→ **Action item**
Take the entries below and reproduce them word for word.

----------------------------------------

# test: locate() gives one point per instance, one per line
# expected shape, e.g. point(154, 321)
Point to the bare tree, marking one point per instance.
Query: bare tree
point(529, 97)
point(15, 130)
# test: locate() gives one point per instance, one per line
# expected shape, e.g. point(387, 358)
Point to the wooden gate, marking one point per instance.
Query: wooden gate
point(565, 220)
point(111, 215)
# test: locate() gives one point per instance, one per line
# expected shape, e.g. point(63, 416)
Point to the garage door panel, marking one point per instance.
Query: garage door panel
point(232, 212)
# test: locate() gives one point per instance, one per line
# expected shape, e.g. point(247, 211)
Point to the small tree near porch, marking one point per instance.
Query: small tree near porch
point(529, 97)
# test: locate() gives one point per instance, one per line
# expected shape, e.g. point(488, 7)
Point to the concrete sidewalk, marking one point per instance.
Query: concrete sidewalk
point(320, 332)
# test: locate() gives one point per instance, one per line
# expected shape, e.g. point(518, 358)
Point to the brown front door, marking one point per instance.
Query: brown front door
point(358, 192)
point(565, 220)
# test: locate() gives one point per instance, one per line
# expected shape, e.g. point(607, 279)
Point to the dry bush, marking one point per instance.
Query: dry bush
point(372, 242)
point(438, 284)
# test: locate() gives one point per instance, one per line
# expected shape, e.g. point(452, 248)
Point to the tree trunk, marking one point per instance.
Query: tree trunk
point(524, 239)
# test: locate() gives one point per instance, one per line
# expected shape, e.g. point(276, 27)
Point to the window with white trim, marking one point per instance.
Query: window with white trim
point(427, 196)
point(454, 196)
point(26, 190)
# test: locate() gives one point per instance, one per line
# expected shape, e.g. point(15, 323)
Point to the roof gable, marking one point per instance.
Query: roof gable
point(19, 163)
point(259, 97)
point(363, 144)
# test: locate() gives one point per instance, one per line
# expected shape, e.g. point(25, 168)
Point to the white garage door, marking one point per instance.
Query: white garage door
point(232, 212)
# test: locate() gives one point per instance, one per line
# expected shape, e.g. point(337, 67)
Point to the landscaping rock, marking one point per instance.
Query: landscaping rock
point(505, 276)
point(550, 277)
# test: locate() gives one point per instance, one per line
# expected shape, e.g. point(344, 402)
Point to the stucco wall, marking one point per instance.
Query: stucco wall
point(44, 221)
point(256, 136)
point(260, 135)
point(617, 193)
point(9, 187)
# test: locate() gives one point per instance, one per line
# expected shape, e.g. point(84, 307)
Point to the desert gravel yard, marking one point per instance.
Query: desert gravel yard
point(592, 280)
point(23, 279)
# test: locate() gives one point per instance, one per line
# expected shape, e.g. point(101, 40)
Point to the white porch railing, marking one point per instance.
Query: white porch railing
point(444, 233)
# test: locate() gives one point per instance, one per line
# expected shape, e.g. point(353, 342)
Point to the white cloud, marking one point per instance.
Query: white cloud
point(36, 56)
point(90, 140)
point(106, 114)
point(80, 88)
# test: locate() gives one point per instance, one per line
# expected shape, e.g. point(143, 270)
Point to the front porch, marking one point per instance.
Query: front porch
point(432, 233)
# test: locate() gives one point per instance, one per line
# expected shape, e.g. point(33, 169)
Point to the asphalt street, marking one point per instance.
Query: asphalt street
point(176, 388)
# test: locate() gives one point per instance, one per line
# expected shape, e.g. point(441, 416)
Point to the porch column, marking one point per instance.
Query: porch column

----------------------------------------

→ **Result for this task**
# test: locate() gives one point per instance, one per line
# expected shape, e.g. point(154, 321)
Point to the bare tree, marking one point per instance.
Query: bare tree
point(529, 97)
point(15, 130)
# test: locate() gives one point per instance, one per line
# expected shape, e.g. point(387, 358)
Point to the wooden gate, marking one point per instance.
Query: wooden gate
point(565, 220)
point(111, 215)
# test: locate() gives one point per instance, one per line
# expected shape, e.g. point(63, 416)
Point to the garage door panel, marking one point per instance.
Query: garage door panel
point(232, 212)
# test: locate() gives one point per instance, one per line
# expected shape, e.g. point(247, 211)
Point to the small tree near porch, marking one point per instance.
Query: small tree near porch
point(529, 97)
# test: locate() gives one point per instance, one per line
# expected shape, e.g. point(488, 7)
Point to the concrete sidewalk, marking one point per instance.
Query: concrete sidewalk
point(320, 332)
# test: locate() gives one point per instance, one per line
# expected shape, e.g. point(518, 358)
Point to the brown front door, marking one point per instance.
Query: brown front door
point(358, 192)
point(565, 220)
# test: locate() gives one point per instance, one per line
# expected shape, e.g. point(607, 279)
Point to the dry bush, marking one point per instance.
Query: dry bush
point(372, 242)
point(438, 284)
# test: locate() gives one point per instance, one per line
# expected shape, e.g. point(452, 248)
Point to the tree trunk, marking one point per instance.
Query: tree trunk
point(524, 239)
# test: locate() gives one point per instance, one per line
# expected shape, e.g. point(276, 27)
Point to the window with white trim, marking one point per instance.
Query: window with white trim
point(427, 196)
point(454, 196)
point(26, 190)
# test: locate() gives one point per instance, one per line
# expected shape, e.g. point(15, 323)
Point to the roof gable, marking one point per instance.
Query: roof gable
point(19, 163)
point(259, 97)
point(363, 144)
# test: locate() gives one point per instance, one per line
# expected shape, e.g. point(25, 168)
Point to the white garage door, marking one point per instance.
Query: white garage door
point(232, 212)
# test: locate() gives one point per instance, one per line
# expected shape, e.g. point(337, 67)
Point to the landscaping rock, marking one point per instance.
Query: landscaping rock
point(505, 276)
point(550, 277)
# test: locate() gives one point per instance, one per line
# expected shape, e.g. point(344, 402)
Point to the stucco wall, marking one point per instance.
Query: stucco wall
point(44, 221)
point(256, 136)
point(260, 135)
point(617, 193)
point(9, 187)
# test: locate() gives one point per instance, one per line
# expected shape, e.g. point(84, 307)
Point to the desert gravel yard, marking one point per instance.
Query: desert gravel yard
point(592, 280)
point(23, 279)
# test: locate() gives one point per instance, one per line
# expected shape, e.g. point(101, 40)
Point to the white porch railing, marking one point per instance.
Query: white porch railing
point(444, 233)
# test: locate() gives one point per instance, one per line
# expected shape, e.g. point(353, 342)
Point to the white cloud, marking one point per instance.
Query: white cloud
point(36, 56)
point(90, 140)
point(106, 114)
point(80, 88)
# test: locate() gives one point per instance, one per line
# expected shape, e.g. point(143, 270)
Point to the front porch, marking one point per instance.
Query: front porch
point(432, 233)
# test: locate() gives one point per instance, one per line
# expected shape, e.g. point(33, 169)
Point to the asphalt street, marking one point per instance.
Query: asphalt street
point(176, 388)
# test: locate() gives one point per instance, one per line
# expected shape, e.g. point(441, 416)
Point to the porch column, marking one point per instance.
Query: porch column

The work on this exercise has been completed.